Exercise objective ::
List, from the lines below, each one with "window" in it.

Source information ::

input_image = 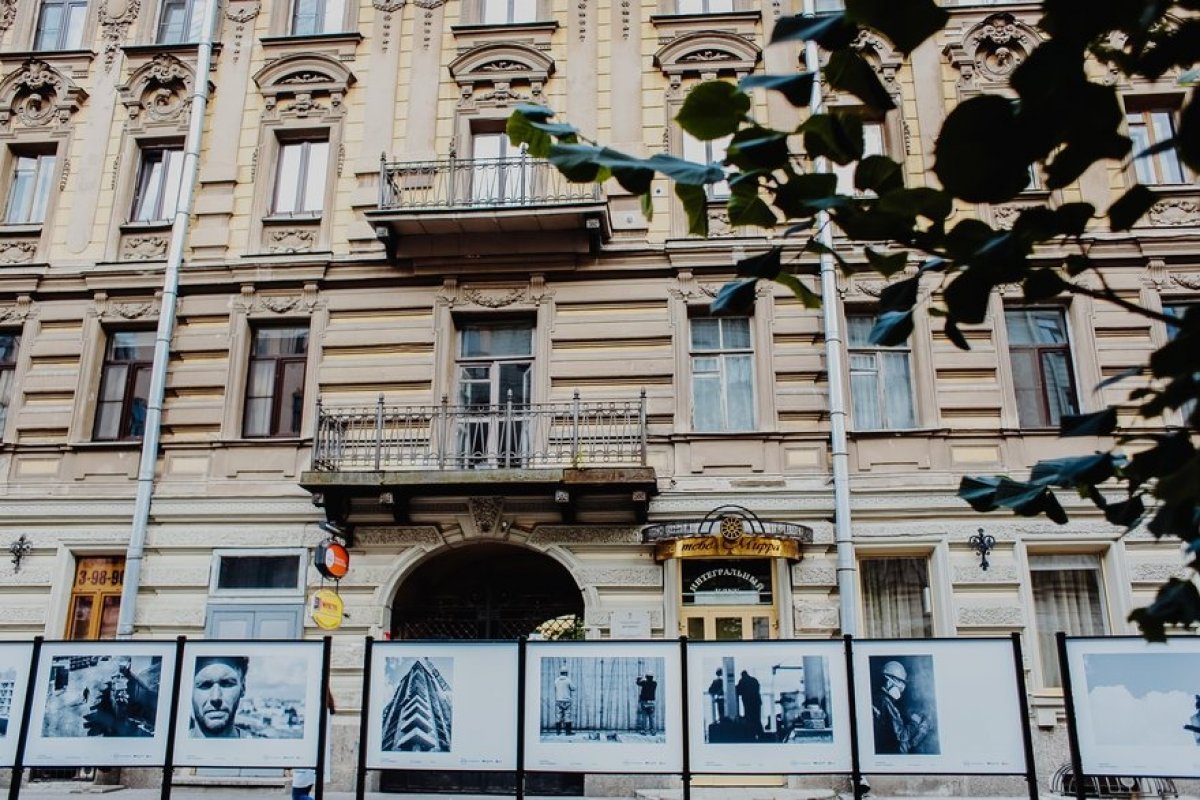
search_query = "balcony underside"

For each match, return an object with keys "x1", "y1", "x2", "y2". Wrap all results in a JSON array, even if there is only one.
[{"x1": 301, "y1": 466, "x2": 658, "y2": 526}]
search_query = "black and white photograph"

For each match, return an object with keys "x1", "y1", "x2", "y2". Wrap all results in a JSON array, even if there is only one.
[
  {"x1": 172, "y1": 641, "x2": 324, "y2": 768},
  {"x1": 1065, "y1": 636, "x2": 1200, "y2": 777},
  {"x1": 365, "y1": 642, "x2": 518, "y2": 770},
  {"x1": 686, "y1": 640, "x2": 853, "y2": 774},
  {"x1": 24, "y1": 641, "x2": 176, "y2": 766},
  {"x1": 0, "y1": 643, "x2": 34, "y2": 766},
  {"x1": 852, "y1": 639, "x2": 1026, "y2": 775},
  {"x1": 524, "y1": 641, "x2": 683, "y2": 773}
]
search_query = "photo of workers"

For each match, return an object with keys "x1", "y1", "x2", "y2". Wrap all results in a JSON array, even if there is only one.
[
  {"x1": 0, "y1": 643, "x2": 33, "y2": 766},
  {"x1": 173, "y1": 641, "x2": 324, "y2": 768}
]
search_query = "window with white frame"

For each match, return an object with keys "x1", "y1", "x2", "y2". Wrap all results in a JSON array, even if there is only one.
[
  {"x1": 93, "y1": 330, "x2": 155, "y2": 442},
  {"x1": 4, "y1": 150, "x2": 56, "y2": 226},
  {"x1": 832, "y1": 119, "x2": 885, "y2": 195},
  {"x1": 813, "y1": 0, "x2": 842, "y2": 11},
  {"x1": 860, "y1": 556, "x2": 933, "y2": 638},
  {"x1": 1029, "y1": 553, "x2": 1109, "y2": 687},
  {"x1": 470, "y1": 132, "x2": 531, "y2": 205},
  {"x1": 290, "y1": 0, "x2": 346, "y2": 35},
  {"x1": 682, "y1": 133, "x2": 731, "y2": 200},
  {"x1": 1005, "y1": 308, "x2": 1079, "y2": 429},
  {"x1": 676, "y1": 0, "x2": 733, "y2": 13},
  {"x1": 271, "y1": 138, "x2": 329, "y2": 216},
  {"x1": 480, "y1": 0, "x2": 537, "y2": 24},
  {"x1": 131, "y1": 146, "x2": 185, "y2": 224},
  {"x1": 1126, "y1": 99, "x2": 1191, "y2": 186},
  {"x1": 211, "y1": 551, "x2": 305, "y2": 594},
  {"x1": 34, "y1": 0, "x2": 88, "y2": 50},
  {"x1": 690, "y1": 316, "x2": 754, "y2": 432},
  {"x1": 157, "y1": 0, "x2": 211, "y2": 43},
  {"x1": 847, "y1": 313, "x2": 916, "y2": 429},
  {"x1": 243, "y1": 325, "x2": 309, "y2": 438},
  {"x1": 0, "y1": 333, "x2": 17, "y2": 438},
  {"x1": 1164, "y1": 302, "x2": 1197, "y2": 424},
  {"x1": 456, "y1": 322, "x2": 534, "y2": 467}
]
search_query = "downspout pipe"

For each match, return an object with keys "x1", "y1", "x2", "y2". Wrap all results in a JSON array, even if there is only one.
[
  {"x1": 116, "y1": 0, "x2": 220, "y2": 638},
  {"x1": 800, "y1": 0, "x2": 858, "y2": 637}
]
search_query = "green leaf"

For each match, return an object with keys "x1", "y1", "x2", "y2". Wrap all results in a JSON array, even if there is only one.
[
  {"x1": 1055, "y1": 203, "x2": 1095, "y2": 237},
  {"x1": 944, "y1": 319, "x2": 969, "y2": 351},
  {"x1": 825, "y1": 51, "x2": 896, "y2": 113},
  {"x1": 776, "y1": 273, "x2": 822, "y2": 309},
  {"x1": 740, "y1": 73, "x2": 817, "y2": 107},
  {"x1": 611, "y1": 165, "x2": 655, "y2": 196},
  {"x1": 1129, "y1": 578, "x2": 1200, "y2": 642},
  {"x1": 728, "y1": 193, "x2": 778, "y2": 227},
  {"x1": 770, "y1": 13, "x2": 858, "y2": 49},
  {"x1": 1060, "y1": 408, "x2": 1118, "y2": 437},
  {"x1": 1096, "y1": 365, "x2": 1144, "y2": 390},
  {"x1": 958, "y1": 475, "x2": 1000, "y2": 512},
  {"x1": 773, "y1": 173, "x2": 840, "y2": 218},
  {"x1": 678, "y1": 82, "x2": 751, "y2": 141},
  {"x1": 1181, "y1": 91, "x2": 1200, "y2": 174},
  {"x1": 1030, "y1": 453, "x2": 1116, "y2": 488},
  {"x1": 1064, "y1": 253, "x2": 1091, "y2": 276},
  {"x1": 805, "y1": 238, "x2": 850, "y2": 273},
  {"x1": 855, "y1": 156, "x2": 904, "y2": 194},
  {"x1": 1109, "y1": 184, "x2": 1159, "y2": 231},
  {"x1": 736, "y1": 247, "x2": 783, "y2": 280},
  {"x1": 844, "y1": 0, "x2": 947, "y2": 55},
  {"x1": 801, "y1": 113, "x2": 864, "y2": 166},
  {"x1": 943, "y1": 270, "x2": 994, "y2": 325},
  {"x1": 645, "y1": 153, "x2": 728, "y2": 185},
  {"x1": 640, "y1": 191, "x2": 654, "y2": 223},
  {"x1": 868, "y1": 309, "x2": 914, "y2": 346},
  {"x1": 711, "y1": 279, "x2": 758, "y2": 315},
  {"x1": 993, "y1": 479, "x2": 1069, "y2": 523},
  {"x1": 726, "y1": 128, "x2": 791, "y2": 171},
  {"x1": 507, "y1": 110, "x2": 554, "y2": 158},
  {"x1": 1103, "y1": 495, "x2": 1146, "y2": 528},
  {"x1": 864, "y1": 247, "x2": 908, "y2": 277},
  {"x1": 676, "y1": 183, "x2": 709, "y2": 237},
  {"x1": 933, "y1": 95, "x2": 1030, "y2": 203},
  {"x1": 878, "y1": 188, "x2": 952, "y2": 221},
  {"x1": 878, "y1": 276, "x2": 919, "y2": 312},
  {"x1": 1023, "y1": 269, "x2": 1067, "y2": 302}
]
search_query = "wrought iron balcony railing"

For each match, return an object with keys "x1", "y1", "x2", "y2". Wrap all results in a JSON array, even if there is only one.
[
  {"x1": 378, "y1": 155, "x2": 603, "y2": 210},
  {"x1": 312, "y1": 391, "x2": 647, "y2": 472}
]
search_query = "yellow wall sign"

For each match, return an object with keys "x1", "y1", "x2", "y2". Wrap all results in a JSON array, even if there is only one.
[
  {"x1": 310, "y1": 588, "x2": 344, "y2": 630},
  {"x1": 654, "y1": 536, "x2": 800, "y2": 561}
]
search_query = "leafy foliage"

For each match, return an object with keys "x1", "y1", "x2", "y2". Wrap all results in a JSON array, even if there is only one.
[{"x1": 507, "y1": 0, "x2": 1200, "y2": 640}]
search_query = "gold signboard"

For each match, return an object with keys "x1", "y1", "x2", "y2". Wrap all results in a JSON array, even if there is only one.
[{"x1": 654, "y1": 536, "x2": 800, "y2": 561}]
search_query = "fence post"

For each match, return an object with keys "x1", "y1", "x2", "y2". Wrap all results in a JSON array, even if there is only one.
[
  {"x1": 439, "y1": 395, "x2": 449, "y2": 469},
  {"x1": 378, "y1": 152, "x2": 387, "y2": 207},
  {"x1": 503, "y1": 389, "x2": 514, "y2": 468},
  {"x1": 571, "y1": 389, "x2": 581, "y2": 466},
  {"x1": 374, "y1": 394, "x2": 384, "y2": 471},
  {"x1": 639, "y1": 387, "x2": 647, "y2": 466},
  {"x1": 314, "y1": 396, "x2": 324, "y2": 467}
]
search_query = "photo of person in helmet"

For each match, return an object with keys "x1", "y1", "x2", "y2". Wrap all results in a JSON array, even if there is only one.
[{"x1": 870, "y1": 656, "x2": 939, "y2": 755}]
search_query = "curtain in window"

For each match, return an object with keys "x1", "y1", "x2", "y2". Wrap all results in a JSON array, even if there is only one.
[
  {"x1": 1030, "y1": 555, "x2": 1107, "y2": 687},
  {"x1": 0, "y1": 367, "x2": 13, "y2": 433},
  {"x1": 860, "y1": 558, "x2": 932, "y2": 638}
]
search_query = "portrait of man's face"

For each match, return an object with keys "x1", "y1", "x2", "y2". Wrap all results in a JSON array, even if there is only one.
[{"x1": 191, "y1": 658, "x2": 246, "y2": 738}]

Response for this exercise ::
search_query = "window with white frame"
search_query = "curtain in window"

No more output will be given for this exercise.